── Selected text

Did you know that the genetic code of chimpanzees is so much alike the code of humans, almost a 98% similarity, and perhaps that explains why they 'ape' us. And yet, there are glaring differences, despite the 98% similarity, that make us humans. According to scientists, it was not a different set of genes that caused the difference, but a difference in the manner the genes were utilized. According to a latest theory on evolution, even small alterations in proteins, affects genes greatly.
Researchers at Duke University targeted their study on a particular gene that creates a protein, in charge of memory and perception. This protein is similar both in a chimpanzee and humans, but the researchers found that there are really minute genetic changes in the protein that had led to the evolution of the human brain and enabled it to perform better.
Gregory A. Wray, a professor of biology at Duke University who led the chimpanzee research, said What we used to think of as big, complex changes are in fact remarkably easy to achieve through changes in gene expression. This is changing the way that we think about evolution.
Marc Kirschner, a professor at Harvard Medical School, said We need to understand how you get the various kinds of novelty -- the first hand, the first eye, the first brain. It is the variety of life that needs explaining. Kirschner is also the co-author of a book, titled, The Plausibility of Life. This book looks at the biological sources of evolutionary change.

────

About this exercise:
Can you duplicate the passage on chimpanzee and human genes in full, word for word? The material that comes next has no connection to the passage on chimpanzee and human genes.

── Data

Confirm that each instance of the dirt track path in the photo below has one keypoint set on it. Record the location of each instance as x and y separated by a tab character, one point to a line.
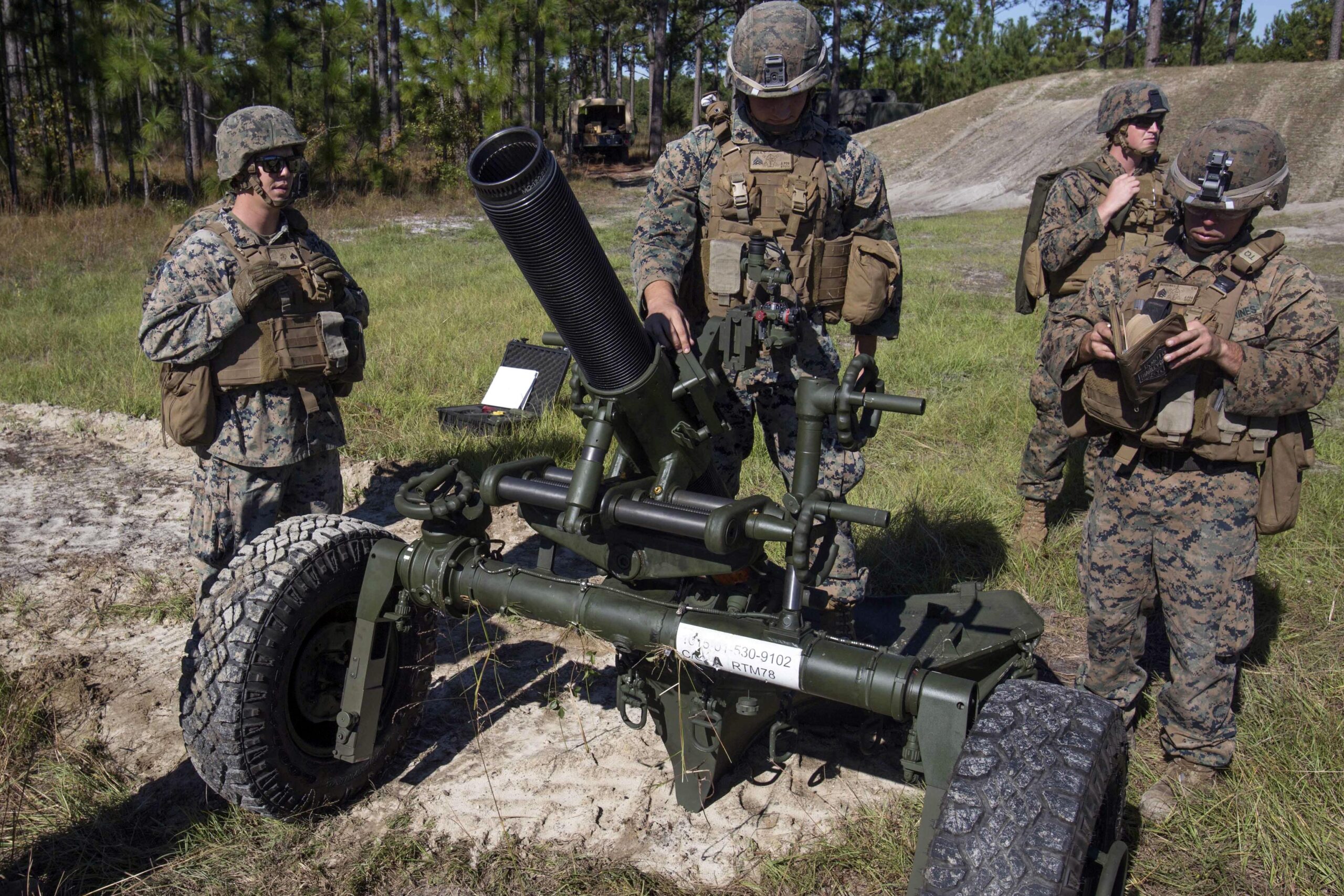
92	535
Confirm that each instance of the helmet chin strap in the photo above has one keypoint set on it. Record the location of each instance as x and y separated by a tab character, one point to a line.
1117	139
1211	249
253	186
779	131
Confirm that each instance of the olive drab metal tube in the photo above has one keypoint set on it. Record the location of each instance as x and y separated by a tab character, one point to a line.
857	675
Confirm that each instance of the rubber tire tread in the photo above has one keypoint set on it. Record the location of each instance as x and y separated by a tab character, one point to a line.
1027	793
246	602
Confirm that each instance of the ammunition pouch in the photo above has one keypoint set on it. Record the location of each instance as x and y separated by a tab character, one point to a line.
187	407
1098	404
293	333
872	275
1143	367
1281	477
1034	273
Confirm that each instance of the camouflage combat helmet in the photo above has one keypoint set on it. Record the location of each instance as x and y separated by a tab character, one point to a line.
253	131
1233	163
777	50
1129	100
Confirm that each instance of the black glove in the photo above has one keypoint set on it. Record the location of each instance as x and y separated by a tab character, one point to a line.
327	270
253	281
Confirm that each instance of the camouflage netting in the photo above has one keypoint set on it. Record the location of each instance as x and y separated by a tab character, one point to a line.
250	131
1233	163
777	51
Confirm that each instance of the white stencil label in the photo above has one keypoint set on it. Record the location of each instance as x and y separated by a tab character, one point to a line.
766	661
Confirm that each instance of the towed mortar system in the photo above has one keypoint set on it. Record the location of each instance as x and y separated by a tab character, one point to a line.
714	644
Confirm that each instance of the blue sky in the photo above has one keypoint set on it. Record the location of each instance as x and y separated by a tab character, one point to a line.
1265	11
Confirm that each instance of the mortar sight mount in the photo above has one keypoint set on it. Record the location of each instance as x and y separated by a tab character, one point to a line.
306	696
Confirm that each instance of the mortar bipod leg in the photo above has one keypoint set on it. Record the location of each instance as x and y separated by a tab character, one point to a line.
362	698
707	726
947	711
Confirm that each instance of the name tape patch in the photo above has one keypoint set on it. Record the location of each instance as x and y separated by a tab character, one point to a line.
766	661
771	160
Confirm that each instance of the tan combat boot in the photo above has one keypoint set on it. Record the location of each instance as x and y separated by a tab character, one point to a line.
1182	777
1031	531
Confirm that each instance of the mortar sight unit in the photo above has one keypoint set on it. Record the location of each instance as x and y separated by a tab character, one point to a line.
311	656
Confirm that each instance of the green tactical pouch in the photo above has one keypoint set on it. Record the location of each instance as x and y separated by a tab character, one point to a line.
187	412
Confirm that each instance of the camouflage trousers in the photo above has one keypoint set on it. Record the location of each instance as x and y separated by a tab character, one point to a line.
1189	536
766	393
234	504
1042	477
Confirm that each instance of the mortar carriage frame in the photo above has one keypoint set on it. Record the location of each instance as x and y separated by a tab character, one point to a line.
312	653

────

Result for this task:
Did you know that the genetic code of chimpanzees is so much alike the code of humans, almost a 98% similarity, and perhaps that explains why they 'ape' us. And yet, there are glaring differences, despite the 98% similarity, that make us humans. According to scientists, it was not a different set of genes that caused the difference, but a difference in the manner the genes were utilized. According to a latest theory on evolution, even small alterations in proteins, affects genes greatly.
Researchers at Duke University targeted their study on a particular gene that creates a protein, in charge of memory and perception. This protein is similar both in a chimpanzee and humans, but the researchers found that there are really minute genetic changes in the protein that had led to the evolution of the human brain and enabled it to perform better.
Gregory A. Wray, a professor of biology at Duke University who led the chimpanzee research, said What we used to think of as big, complex changes are in fact remarkably easy to achieve through changes in gene expression. This is changing the way that we think about evolution.
Marc Kirschner, a professor at Harvard Medical School, said We need to understand how you get the various kinds of novelty -- the first hand, the first eye, the first brain. It is the variety of life that needs explaining. Kirschner is also the co-author of a book, titled, The Plausibility of Life. This book looks at the biological sources of evolutionary change.